**Work required**
Reproduce word for word the text on American Christianity, slavery, and the idea of a Protestant nation.

**Selected excerpt**

In 1775, Quakers organized the first anti-slavery society in America, and in 1780, Pennsylvania became the first northern state to pass a gradual abolition act, with other northern states following. But the Constitution, even though it outlawed the slave trade, did not abolish slavery itself, and by the 1830s and 1840s, southern Christians had created an elaborate biblical justification for enslavement.

The Reverend Thornton Stringfellow, for example, a Baptist, reasoned that since God had shown favor to biblical patriarchs like Abraham and Isaac, who had been slave owners, then southern planters could be confident that God favored them as well. Stringfellow also proclaimed that slavery was, quote, “full of mercy.”

If not for slavery, he argued, millions of Africans would never have been exposed to Christianity, and their souls would have been damned. American slavery was supposedly part of God’s providential plan to spread spiritual freedom around the world.

This brings me to the third of my key points. In the first decades of the United States, many Americans assumed that God had ordained the United States to be a white and Protestant nation. To be clear and contrary to what many Christian conservatives have argued today, the United States was not founded as a Christian nation. The First Amendment ‑‑ “Congress shall make no law respecting an establishment of religion or prohibiting the free exercise thereof” ‑‑ guaranteed that Americans were free to worship or not to worship as they pleased.

But most Americans in the 18th century were Protestants and, despite their support of religious freedom, they assumed that they would always enjoy a privileged place in the Republic. Even the Baptists, avid supporters of the separation of church and state, supported reading the King James version of the Bible in public schools.

In 1844, Robert Baird, a Presbyterian minister, argued that God had delayed the discovery of the New World until the era of the Protestant Reformation because of his providential plan to transform America into, quote, “a great Protestant empire.”

**Data excerpt**
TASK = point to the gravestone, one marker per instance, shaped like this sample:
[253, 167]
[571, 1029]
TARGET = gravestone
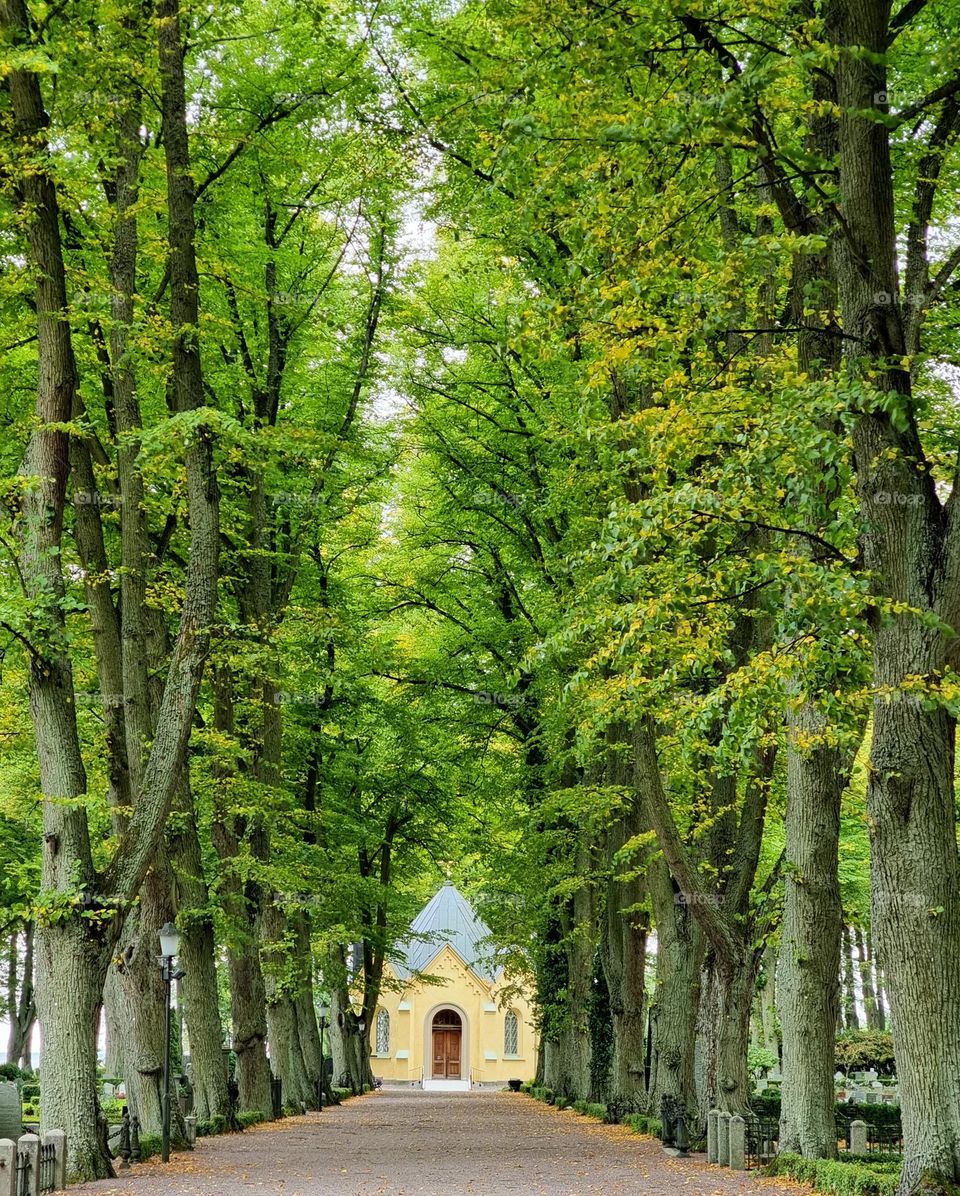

**Response to the exercise**
In 1775, Quakers organized the first anti-slavery society in America, and in 1780, Pennsylvania became the first northern state to pass a gradual abolition act, with other northern states following. But the Constitution, even though it outlawed the slave trade, did not abolish slavery itself, and by the 1830s and 1840s, southern Christians had created an elaborate biblical justification for enslavement.

The Reverend Thornton Stringfellow, for example, a Baptist, reasoned that since God had shown favor to biblical patriarchs like Abraham and Isaac, who had been slave owners, then southern planters could be confident that God favored them as well. Stringfellow also proclaimed that slavery was, quote, “full of mercy.”

If not for slavery, he argued, millions of Africans would never have been exposed to Christianity, and their souls would have been damned. American slavery was supposedly part of God’s providential plan to spread spiritual freedom around the world.

This brings me to the third of my key points. In the first decades of the United States, many Americans assumed that God had ordained the United States to be a white and Protestant nation. To be clear and contrary to what many Christian conservatives have argued today, the United States was not founded as a Christian nation. The First Amendment ‑‑ “Congress shall make no law respecting an establishment of religion or prohibiting the free exercise thereof” ‑‑ guaranteed that Americans were free to worship or not to worship as they pleased.

But most Americans in the 18th century were Protestants and, despite their support of religious freedom, they assumed that they would always enjoy a privileged place in the Republic. Even the Baptists, avid supporters of the separation of church and state, supported reading the King James version of the Bible in public schools.

In 1844, Robert Baird, a Presbyterian minister, argued that God had delayed the discovery of the New World until the era of the Protestant Reformation because of his providential plan to transform America into, quote, “a great Protestant empire.”